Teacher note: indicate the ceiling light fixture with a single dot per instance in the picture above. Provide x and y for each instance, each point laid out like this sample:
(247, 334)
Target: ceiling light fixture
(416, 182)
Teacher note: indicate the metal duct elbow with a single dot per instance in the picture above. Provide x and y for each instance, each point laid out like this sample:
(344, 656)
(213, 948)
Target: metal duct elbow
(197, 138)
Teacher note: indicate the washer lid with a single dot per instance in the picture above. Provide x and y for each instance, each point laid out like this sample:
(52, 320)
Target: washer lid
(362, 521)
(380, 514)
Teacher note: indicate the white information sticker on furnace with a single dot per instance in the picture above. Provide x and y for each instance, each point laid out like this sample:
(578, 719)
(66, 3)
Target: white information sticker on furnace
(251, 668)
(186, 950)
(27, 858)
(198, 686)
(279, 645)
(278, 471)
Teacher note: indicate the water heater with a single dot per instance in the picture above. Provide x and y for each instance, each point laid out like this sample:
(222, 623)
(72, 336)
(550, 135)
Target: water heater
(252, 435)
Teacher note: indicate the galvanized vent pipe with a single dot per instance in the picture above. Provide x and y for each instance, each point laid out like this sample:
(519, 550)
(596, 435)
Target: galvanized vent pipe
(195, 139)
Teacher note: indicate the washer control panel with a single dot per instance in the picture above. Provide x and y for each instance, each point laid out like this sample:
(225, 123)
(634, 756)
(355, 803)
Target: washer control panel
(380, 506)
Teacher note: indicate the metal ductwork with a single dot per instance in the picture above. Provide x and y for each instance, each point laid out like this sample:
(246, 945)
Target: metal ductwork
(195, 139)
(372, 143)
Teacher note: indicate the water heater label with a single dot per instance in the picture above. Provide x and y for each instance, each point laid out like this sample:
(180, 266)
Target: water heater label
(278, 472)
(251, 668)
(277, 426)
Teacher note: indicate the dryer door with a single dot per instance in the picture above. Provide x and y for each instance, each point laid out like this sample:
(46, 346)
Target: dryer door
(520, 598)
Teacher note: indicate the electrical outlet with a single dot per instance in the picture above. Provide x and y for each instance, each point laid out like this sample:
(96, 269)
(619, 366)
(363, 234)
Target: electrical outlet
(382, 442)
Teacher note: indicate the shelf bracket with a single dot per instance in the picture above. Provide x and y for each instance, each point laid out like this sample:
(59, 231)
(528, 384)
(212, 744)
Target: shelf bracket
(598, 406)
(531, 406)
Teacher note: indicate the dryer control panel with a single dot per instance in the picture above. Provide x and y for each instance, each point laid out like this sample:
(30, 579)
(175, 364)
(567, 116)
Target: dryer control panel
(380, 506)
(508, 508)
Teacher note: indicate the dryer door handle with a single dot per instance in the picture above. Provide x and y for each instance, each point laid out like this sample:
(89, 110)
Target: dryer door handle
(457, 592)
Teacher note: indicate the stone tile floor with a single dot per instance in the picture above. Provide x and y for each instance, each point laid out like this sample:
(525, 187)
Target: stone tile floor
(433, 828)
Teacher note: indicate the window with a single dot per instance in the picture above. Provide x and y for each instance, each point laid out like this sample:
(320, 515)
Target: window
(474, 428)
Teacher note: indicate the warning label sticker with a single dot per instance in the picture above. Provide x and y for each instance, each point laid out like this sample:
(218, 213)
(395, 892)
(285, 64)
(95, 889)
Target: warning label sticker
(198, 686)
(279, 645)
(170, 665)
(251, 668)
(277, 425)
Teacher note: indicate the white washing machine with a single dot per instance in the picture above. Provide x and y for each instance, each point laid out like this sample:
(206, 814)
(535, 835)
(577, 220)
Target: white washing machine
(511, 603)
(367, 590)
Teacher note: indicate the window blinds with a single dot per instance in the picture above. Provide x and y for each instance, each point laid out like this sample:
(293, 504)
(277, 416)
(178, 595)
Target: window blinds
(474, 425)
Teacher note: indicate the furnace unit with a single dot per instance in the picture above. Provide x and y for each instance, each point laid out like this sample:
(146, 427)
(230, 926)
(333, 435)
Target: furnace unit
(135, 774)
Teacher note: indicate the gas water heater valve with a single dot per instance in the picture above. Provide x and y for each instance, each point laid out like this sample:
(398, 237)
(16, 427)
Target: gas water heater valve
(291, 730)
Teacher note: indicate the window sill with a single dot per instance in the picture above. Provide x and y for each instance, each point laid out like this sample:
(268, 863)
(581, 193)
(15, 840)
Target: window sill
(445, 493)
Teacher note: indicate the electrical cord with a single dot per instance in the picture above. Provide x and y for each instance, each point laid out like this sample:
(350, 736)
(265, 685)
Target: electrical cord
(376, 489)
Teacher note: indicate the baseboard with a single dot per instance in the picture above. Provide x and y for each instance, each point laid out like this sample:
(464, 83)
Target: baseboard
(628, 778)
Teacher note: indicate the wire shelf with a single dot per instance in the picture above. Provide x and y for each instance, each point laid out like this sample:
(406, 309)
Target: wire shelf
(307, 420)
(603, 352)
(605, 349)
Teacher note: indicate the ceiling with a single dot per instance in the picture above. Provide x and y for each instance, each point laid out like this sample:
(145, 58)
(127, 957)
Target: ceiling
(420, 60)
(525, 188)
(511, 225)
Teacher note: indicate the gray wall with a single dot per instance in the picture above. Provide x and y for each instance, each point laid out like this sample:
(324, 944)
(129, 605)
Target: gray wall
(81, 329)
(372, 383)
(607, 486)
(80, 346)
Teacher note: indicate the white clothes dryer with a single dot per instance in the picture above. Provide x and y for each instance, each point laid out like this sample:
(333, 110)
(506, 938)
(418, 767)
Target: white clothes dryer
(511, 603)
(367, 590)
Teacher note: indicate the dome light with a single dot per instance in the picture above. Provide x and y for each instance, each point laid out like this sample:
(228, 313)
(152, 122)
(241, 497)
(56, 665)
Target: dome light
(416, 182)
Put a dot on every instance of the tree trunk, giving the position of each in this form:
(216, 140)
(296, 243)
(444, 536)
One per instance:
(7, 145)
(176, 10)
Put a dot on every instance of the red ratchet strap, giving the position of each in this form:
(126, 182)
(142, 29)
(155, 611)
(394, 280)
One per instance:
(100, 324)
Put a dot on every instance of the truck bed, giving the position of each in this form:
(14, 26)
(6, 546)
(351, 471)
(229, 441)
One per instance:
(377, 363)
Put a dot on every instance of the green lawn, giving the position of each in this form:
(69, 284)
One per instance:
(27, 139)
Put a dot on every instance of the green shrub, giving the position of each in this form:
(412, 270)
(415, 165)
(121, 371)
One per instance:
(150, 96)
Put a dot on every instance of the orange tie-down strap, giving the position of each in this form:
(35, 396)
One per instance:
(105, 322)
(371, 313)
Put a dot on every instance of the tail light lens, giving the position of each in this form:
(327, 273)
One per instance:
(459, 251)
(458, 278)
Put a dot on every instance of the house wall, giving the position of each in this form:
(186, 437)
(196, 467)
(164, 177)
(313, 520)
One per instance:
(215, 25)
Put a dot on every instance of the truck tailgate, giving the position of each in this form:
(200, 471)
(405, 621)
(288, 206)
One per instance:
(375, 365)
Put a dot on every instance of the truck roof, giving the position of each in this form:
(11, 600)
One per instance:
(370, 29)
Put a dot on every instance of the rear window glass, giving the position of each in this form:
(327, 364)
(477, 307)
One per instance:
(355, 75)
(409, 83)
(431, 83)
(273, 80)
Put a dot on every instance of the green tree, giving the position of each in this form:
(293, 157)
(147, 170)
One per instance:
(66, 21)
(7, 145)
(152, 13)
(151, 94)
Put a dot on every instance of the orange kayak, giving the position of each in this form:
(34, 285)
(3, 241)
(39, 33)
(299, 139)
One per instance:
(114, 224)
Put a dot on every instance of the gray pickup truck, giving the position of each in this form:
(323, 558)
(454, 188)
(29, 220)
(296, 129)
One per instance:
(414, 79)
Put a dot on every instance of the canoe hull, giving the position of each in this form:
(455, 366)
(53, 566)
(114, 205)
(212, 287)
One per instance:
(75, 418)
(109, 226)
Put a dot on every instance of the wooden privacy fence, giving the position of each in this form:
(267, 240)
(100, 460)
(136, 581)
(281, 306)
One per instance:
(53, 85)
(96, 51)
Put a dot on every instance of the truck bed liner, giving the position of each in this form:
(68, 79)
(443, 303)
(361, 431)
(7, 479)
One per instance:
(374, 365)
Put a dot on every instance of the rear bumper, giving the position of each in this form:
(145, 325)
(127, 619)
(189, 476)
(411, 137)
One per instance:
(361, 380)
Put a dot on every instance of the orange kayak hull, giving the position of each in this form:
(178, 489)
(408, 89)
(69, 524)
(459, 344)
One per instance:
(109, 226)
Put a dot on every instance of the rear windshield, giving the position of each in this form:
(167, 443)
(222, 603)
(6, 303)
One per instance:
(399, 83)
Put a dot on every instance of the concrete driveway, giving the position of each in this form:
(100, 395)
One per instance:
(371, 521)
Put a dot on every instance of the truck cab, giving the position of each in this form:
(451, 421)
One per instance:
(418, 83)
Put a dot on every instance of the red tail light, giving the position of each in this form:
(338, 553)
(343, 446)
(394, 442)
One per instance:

● ● ● ●

» **Requirement**
Search the material above for the word "rear", then copy each line that holds it.

» **Response box**
Put a dot on every instance of the rear window glass, giving the position of each in this form:
Put a dot on every instance of the rear bumper, giving the position of each in this form:
Put a dot on every instance of the rear windshield, giving the position of each in this form:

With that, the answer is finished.